Dowsborough Camp (or Danesborough or Dawesbury) is an Iron Age hill fort on the Quantock Hills near Nether Stowey in Somerset, England. It has been designated as a Scheduled Monument. The fort and associated round barrow has been added to the Heritage at Risk Register due to vulnerability to vehicle damage and erosion.
Situation
The site is at a height of 1115' (340 metres) on an easterly spur from the main Quantock ridge, with views north to the
Bristol Channel, and east over the valley of the
River Parrett.
The fort has an oval shape, with a single rampart and ditch (
univallate) following the contours of the hill top, enclosing an area of 6¾ acres (2.7 hectares).
The main entrance is to the east, towards
Nether Stowey, with a simpler opening to the north-west, aligned with a ridgeway leading down to Holford. The Lady's Fountain springs are in the
valley to the west. A
Mountain pass
to the south connects the hill to the main Stowey ridge, where a linear earthwork known as Dead Woman's Ditch cuts across the spur. This additional rampart would have provided an extra line of defence against attack from the main Quantock ridge to the west, and it could have been a tribal boundary.

▶ MATERIAL
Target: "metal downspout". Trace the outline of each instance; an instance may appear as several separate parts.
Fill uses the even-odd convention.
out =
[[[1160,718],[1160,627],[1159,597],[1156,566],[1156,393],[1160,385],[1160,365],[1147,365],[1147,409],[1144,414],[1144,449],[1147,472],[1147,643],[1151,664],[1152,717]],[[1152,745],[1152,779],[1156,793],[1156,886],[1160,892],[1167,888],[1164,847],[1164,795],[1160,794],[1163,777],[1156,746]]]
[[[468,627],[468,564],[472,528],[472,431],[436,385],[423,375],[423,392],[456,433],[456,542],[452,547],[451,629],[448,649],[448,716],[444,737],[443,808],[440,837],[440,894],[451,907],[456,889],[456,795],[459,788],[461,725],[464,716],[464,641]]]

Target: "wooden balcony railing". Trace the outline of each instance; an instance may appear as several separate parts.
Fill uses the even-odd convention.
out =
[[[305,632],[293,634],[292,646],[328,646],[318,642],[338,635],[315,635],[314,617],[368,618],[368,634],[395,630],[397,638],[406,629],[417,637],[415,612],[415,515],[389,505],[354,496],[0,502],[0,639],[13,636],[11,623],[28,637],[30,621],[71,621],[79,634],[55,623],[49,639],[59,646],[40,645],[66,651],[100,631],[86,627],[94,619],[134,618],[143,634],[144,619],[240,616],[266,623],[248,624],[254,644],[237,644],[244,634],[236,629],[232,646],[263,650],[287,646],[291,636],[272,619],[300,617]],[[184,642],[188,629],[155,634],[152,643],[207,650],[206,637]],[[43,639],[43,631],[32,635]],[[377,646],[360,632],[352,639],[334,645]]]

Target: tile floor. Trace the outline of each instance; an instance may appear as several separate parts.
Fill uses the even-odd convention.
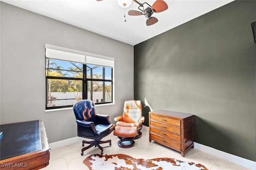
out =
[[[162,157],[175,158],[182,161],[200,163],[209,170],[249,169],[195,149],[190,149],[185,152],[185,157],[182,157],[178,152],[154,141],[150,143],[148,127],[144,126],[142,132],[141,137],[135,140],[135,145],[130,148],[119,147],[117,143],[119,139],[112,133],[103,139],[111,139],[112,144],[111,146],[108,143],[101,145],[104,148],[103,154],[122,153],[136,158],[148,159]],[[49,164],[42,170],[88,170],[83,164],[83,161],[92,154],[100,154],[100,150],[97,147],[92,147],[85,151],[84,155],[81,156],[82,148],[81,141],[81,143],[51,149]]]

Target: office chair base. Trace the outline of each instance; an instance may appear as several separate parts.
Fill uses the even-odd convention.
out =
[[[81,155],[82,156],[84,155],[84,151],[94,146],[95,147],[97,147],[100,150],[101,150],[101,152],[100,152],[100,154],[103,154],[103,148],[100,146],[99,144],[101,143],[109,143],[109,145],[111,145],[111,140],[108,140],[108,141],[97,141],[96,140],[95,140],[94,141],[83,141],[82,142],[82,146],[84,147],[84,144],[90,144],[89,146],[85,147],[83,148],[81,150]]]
* * *
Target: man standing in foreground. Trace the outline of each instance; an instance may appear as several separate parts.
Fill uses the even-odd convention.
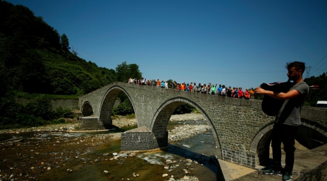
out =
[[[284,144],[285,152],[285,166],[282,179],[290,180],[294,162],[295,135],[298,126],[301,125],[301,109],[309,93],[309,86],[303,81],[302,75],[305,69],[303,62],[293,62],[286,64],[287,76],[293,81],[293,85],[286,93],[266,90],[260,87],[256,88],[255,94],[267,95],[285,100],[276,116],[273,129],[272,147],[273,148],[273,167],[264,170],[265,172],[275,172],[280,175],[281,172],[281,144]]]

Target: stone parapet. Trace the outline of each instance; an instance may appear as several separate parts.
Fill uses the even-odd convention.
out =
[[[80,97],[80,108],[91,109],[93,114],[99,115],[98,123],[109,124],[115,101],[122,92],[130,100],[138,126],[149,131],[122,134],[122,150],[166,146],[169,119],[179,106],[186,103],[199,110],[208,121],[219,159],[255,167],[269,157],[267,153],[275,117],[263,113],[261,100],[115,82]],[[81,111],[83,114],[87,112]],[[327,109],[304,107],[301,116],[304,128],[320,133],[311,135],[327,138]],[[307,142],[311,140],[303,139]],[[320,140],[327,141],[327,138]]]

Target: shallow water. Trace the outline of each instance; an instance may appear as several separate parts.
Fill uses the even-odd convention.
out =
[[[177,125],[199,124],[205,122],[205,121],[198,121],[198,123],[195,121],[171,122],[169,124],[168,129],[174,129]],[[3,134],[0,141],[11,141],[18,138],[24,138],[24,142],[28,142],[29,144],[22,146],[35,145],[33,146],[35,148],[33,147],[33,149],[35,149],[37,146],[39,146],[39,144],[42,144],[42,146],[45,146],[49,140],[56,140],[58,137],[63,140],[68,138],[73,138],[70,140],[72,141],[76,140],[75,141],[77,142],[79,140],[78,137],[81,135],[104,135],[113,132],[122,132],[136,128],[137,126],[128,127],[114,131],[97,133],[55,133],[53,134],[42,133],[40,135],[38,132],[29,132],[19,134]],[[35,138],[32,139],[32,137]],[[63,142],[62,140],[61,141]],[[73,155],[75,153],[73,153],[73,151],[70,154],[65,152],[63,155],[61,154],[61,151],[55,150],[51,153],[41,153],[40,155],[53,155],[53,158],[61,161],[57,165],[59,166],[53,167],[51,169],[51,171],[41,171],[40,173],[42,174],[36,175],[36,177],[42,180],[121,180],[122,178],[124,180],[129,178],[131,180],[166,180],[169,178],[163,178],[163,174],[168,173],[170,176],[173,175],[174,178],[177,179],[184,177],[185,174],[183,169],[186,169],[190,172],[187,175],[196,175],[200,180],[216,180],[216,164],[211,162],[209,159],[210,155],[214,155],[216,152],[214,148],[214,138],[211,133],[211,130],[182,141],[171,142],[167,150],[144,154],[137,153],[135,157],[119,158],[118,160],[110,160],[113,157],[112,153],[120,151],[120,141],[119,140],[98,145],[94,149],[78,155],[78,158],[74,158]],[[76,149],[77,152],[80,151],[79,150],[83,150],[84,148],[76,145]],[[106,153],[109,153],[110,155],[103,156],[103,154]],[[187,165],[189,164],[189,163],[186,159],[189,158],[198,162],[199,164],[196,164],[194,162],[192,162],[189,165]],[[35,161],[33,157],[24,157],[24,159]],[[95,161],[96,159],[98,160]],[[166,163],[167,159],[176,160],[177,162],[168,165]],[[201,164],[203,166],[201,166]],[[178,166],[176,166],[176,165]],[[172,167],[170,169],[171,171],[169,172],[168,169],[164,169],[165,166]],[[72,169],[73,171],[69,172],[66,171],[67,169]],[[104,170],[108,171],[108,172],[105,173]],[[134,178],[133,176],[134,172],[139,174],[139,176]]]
* * *
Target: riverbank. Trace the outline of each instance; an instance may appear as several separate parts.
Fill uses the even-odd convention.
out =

▶ DIRECTION 1
Transcribe a passage from the Dowsborough Camp article, beginning at the words "Dowsborough Camp (or" and stopping after the words "River Parrett.".
▶ DIRECTION 2
According to the Dowsborough Camp article, how large an area does the fort enclose?
▶ DIRECTION 3
Write the next part of the Dowsborough Camp article, continuing from its final sentence.

▶ EXERCISE RESULT 1
Dowsborough Camp (or Danesborough or Dawesbury) is an Iron Age hill fort on the Quantock Hills near Nether Stowey in Somerset, England. It has been designated as a Scheduled Monument. The fort and associated round barrow has been added to the Heritage at Risk Register due to vulnerability to vehicle damage and erosion.
Situation
The site is at a height of 1115' (340 metres) on an easterly spur from the main Quantock ridge, with views north to the
Bristol Channel, and east over the valley of the
River Parrett.

▶ EXERCISE RESULT 2
6¾ acres (2.7 hectares).

▶ EXERCISE RESULT 3
Saxon era
In Saxon times,
King Alfred's military road, the
Herepath, ran up from
Combwich, Cannington (a possible site of the Battle of Cynwit) and
Over Stowey, along the present course of the Stowey road, across Dead Woman's Ditch to Crowcombe Park Gate, south along the main ridge of the Quantocks to Triscombe Stone, then west across the valley to the
Brendon Hills and
Exmoor.
[ Dumnonia and the Valley of the Parret, Rev. W.H.P. Greswell (1922)] The road connected a series of forts and lookout posts, which allowed Alfred's armies to move along the coast to cover
Viking movements at sea and forestall any raids ashore.
The path from Dowsborough to the Herepath is called
Great Bear Path, and this is taken to be a corruption of
Great Herepath, which suggests that Dowsborough could have been a Saxon lookout over the
Bristol Channel.
See also
Further reading
-
A Field Guide to Somerset Archaeology, Lesley and Roy Adkins (1992)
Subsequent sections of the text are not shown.